**Selected excerpt**:
In the article, Dr. Rita Rubin mentions the findings about crisis pregnancy centers of an assistant professor of epidemiology and biostatistics at the University of Georgia College of Public Health, Dr. Andrea Swartzendruber.

“Georgia pregnancy resources centers' websites contain false and misleading health information,” the article alleges.

“Virtually all of them advertised pregnancy testing and counseling about options,” it read. “However, 58 percent failed to mention that they did not provide or refer for abortion, while 53 percent included false or misleading statements, such as inflated statistics about the chance of a miscarriage and links between abortion and future health problems.”

There is a host of evidence supporting the link between abortion and future health problems such as breast cancer, preterm birth, and miscarriage.

Elsewhere, the article refers to Dr. Amy Bryant, who has claimed crisis pregnancy centers are unethical.

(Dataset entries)
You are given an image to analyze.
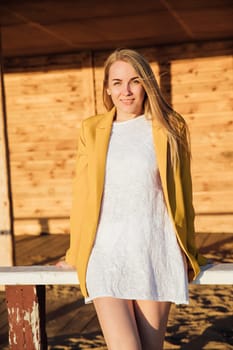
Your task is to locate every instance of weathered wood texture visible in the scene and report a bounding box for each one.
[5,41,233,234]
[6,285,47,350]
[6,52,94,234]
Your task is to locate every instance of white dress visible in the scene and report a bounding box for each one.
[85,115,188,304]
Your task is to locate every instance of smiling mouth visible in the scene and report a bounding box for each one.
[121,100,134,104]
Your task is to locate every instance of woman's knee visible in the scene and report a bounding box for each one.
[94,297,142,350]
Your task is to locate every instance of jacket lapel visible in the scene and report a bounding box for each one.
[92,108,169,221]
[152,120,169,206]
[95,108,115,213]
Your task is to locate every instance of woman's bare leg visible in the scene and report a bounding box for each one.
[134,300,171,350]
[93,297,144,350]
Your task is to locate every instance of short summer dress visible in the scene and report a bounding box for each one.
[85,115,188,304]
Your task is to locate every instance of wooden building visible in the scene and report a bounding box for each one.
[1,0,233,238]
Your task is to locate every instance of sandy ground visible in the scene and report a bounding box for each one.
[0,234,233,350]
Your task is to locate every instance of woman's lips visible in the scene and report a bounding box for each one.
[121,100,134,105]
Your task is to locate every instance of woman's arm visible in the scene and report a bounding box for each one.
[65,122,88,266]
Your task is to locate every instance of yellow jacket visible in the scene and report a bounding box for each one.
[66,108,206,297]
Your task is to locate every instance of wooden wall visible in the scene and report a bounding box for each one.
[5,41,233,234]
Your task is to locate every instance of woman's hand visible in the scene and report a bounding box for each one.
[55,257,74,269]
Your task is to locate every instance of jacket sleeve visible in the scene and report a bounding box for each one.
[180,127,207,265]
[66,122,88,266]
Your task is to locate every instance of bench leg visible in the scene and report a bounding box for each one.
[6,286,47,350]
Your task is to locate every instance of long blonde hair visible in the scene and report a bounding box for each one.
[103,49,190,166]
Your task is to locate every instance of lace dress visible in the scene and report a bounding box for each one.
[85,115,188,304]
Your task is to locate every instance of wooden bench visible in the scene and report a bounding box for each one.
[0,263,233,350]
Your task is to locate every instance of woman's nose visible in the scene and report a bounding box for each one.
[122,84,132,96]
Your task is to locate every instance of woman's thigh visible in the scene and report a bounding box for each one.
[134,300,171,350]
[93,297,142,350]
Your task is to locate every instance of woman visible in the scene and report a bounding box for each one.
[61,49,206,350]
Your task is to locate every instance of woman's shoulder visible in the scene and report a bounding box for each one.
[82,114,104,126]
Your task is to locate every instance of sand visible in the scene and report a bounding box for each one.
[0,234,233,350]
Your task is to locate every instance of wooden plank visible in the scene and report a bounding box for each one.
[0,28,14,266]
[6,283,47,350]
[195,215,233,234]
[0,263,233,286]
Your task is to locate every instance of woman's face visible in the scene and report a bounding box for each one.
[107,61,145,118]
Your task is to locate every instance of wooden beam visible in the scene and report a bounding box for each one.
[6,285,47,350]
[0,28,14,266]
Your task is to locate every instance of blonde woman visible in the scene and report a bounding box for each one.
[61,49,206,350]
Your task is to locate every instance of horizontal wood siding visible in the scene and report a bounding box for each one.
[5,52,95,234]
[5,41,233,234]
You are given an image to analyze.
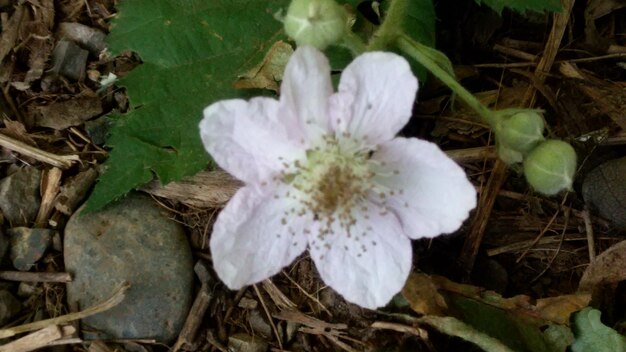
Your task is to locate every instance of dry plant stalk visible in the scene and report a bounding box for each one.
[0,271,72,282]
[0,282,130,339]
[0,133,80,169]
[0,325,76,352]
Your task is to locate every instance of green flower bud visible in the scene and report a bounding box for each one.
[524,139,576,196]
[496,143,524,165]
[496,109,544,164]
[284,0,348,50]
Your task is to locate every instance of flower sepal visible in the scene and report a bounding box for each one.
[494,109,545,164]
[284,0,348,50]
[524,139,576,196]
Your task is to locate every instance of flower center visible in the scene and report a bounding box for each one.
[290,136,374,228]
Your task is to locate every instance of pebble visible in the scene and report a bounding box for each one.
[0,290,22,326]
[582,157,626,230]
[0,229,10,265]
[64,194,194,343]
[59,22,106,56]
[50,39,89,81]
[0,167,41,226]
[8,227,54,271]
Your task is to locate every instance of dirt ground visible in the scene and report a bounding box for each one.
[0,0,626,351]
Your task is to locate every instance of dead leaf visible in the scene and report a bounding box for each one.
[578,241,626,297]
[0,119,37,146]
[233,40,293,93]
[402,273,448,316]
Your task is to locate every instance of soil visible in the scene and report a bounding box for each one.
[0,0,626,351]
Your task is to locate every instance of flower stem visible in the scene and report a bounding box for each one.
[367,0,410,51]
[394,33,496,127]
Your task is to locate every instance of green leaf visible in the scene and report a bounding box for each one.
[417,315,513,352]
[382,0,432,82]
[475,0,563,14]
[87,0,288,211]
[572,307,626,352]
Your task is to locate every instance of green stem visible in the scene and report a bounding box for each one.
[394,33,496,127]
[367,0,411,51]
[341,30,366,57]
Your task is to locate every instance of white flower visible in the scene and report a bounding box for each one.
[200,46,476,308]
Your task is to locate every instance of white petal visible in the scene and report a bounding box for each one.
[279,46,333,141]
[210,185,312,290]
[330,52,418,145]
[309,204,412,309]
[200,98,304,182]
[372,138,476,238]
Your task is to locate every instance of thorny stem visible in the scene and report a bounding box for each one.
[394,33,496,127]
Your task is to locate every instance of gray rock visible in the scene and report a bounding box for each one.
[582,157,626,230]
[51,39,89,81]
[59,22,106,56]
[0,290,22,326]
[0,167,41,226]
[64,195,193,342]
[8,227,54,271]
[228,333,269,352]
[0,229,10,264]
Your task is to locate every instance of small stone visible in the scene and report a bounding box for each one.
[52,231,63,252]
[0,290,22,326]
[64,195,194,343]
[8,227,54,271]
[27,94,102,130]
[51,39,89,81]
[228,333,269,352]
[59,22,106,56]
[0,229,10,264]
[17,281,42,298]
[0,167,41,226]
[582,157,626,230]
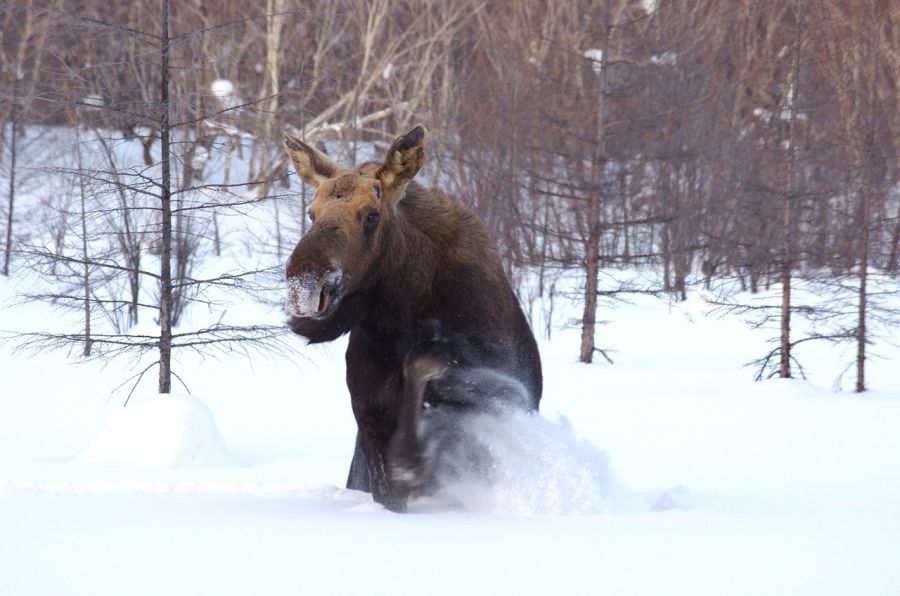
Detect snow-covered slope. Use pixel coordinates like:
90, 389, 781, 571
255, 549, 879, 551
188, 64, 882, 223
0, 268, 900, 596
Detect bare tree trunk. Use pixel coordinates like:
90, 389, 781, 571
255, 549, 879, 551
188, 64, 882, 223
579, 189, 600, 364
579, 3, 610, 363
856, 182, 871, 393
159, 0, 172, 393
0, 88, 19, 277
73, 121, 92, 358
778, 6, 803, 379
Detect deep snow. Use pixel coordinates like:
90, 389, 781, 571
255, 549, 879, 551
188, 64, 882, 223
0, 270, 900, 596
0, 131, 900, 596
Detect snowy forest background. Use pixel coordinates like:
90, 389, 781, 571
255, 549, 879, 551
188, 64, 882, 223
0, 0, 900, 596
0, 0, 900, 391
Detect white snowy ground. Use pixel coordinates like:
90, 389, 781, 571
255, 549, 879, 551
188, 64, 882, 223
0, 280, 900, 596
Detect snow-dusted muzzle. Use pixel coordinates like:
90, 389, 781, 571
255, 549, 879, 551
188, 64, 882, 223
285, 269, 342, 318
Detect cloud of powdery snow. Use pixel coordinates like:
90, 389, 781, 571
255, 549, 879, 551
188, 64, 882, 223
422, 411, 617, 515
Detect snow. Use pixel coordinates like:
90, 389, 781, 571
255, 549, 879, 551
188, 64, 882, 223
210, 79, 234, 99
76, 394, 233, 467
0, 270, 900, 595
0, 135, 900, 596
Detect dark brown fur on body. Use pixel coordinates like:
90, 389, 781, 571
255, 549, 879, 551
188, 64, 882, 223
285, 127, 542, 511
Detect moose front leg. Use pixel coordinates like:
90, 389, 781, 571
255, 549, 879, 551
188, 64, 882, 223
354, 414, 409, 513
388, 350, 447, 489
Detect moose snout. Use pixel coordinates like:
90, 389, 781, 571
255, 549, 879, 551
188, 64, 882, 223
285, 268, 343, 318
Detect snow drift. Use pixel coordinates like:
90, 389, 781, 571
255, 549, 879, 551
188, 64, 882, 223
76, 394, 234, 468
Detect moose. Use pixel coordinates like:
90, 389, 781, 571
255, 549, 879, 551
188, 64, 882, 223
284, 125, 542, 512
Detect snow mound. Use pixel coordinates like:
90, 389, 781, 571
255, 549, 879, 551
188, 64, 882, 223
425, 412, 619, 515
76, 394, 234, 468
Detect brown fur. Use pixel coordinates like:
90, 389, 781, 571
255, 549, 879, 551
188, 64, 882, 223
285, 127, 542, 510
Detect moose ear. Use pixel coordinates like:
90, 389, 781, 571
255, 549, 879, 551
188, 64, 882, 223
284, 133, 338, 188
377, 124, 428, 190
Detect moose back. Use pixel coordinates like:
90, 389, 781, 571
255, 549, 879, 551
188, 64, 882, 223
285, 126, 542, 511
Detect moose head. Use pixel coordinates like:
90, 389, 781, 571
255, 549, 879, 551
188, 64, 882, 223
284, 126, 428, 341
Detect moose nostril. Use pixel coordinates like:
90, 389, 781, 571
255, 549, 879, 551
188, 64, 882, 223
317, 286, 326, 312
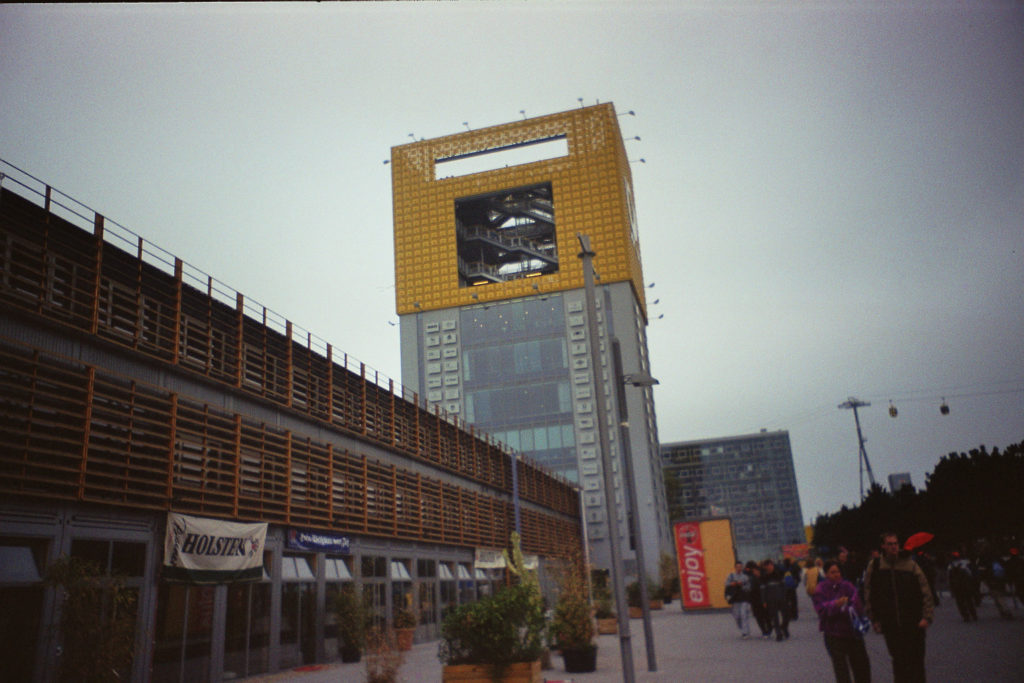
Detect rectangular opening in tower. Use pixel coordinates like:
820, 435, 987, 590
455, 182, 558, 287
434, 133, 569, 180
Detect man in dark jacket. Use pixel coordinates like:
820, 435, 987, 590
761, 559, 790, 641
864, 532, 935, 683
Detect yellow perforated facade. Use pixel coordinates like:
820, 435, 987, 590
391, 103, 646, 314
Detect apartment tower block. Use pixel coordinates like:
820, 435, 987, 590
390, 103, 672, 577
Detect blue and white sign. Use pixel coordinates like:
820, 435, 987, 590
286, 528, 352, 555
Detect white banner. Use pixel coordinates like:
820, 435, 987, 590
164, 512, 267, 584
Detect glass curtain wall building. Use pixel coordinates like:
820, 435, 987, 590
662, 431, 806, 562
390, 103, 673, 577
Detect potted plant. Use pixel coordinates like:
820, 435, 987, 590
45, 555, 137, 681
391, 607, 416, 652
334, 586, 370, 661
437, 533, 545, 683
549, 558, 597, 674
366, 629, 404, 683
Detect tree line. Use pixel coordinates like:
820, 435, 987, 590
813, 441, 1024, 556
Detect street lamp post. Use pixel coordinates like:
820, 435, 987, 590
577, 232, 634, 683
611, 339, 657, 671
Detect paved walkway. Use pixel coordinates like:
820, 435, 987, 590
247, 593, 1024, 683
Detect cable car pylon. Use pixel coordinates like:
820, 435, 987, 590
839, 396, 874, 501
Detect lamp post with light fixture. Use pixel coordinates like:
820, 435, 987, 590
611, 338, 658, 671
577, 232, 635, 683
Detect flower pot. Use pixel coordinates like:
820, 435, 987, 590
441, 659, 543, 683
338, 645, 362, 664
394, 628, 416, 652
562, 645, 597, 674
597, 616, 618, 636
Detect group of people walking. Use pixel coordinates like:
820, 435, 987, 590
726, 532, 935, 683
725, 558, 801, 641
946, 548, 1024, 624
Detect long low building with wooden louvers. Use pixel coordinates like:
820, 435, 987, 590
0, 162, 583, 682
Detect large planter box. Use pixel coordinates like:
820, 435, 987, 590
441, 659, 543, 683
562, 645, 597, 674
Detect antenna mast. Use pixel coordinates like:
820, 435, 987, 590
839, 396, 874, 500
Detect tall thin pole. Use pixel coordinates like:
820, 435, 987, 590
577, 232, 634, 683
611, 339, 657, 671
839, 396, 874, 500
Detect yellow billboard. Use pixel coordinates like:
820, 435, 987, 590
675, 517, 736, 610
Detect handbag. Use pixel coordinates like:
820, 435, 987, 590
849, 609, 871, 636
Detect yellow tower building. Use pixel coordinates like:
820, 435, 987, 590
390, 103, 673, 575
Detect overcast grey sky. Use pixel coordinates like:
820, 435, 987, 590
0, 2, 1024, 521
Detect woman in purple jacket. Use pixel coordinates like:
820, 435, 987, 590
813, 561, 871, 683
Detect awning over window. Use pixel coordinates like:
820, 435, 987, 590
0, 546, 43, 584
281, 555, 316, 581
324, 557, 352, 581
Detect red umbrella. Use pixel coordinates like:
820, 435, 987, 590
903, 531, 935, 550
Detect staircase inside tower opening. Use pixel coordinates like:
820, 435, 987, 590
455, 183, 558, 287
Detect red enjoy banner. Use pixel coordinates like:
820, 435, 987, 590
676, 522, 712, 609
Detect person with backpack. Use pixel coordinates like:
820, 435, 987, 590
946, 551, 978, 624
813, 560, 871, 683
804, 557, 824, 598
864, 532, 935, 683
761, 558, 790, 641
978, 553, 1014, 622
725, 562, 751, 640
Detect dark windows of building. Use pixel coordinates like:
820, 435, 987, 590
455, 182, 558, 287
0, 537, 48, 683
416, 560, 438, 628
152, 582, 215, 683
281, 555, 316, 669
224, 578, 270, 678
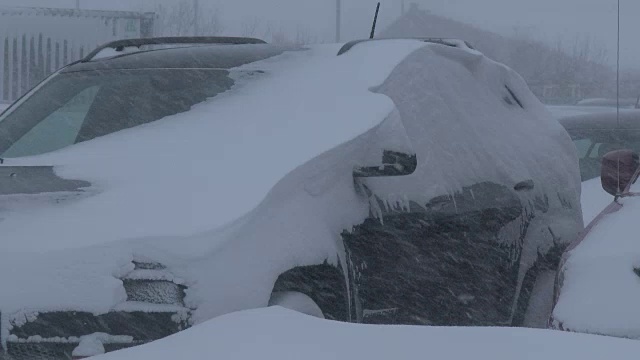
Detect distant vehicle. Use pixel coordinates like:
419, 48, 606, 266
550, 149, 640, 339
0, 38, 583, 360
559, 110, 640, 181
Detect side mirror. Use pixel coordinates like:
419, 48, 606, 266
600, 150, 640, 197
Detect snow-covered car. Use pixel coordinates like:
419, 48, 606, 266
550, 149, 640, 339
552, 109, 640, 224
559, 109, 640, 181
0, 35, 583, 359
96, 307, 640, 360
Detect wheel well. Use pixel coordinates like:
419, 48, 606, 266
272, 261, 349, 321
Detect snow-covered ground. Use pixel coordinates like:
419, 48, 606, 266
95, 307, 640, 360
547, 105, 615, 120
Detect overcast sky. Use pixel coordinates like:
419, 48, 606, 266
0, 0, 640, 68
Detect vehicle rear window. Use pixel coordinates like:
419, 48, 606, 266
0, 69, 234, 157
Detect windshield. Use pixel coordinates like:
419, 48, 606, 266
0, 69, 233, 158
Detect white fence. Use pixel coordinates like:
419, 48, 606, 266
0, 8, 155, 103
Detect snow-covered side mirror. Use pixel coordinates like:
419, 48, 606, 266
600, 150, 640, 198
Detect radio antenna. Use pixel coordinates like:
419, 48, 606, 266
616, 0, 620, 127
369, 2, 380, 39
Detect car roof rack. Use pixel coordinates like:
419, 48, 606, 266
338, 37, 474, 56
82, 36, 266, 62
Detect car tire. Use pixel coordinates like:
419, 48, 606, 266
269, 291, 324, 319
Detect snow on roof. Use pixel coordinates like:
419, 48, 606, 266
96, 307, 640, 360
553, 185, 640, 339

**Questions**:
(a) Using the excerpt on crisis pregnancy centers, answer these:
(i) At which institution does Dr. Andrea Swartzendruber hold her position?
(ii) What percentage of the centers included false or misleading statements?
(iii) What has Dr. Amy Bryant claimed about crisis pregnancy centers?
(b) Does each statement agree with the excerpt on crisis pregnancy centers? Answer yes or no and quote the deciding words.
(i) Dr. Rita Rubin is the assistant professor of epidemiology and biostatistics whose findings are mentioned.
(ii) Nearly all of the centers advertised pregnancy testing.
(iii) Most of the centers mentioned that they did not provide or refer for abortion.

**Response list**:
(a)
(i) The University of Georgia College of Public Health
(ii) 53 percent
(iii) That they are unethical

(b)
(i) No: "an assistant professor of epidemiology and biostatistics at the University of Georgia College of Public Health, Dr. Andrea Swartzendruber"
(ii) Yes: "Virtually all of them advertised pregnancy testing and counseling about options"
(iii) No: "58 percent failed to mention that they did not provide or refer for abortion"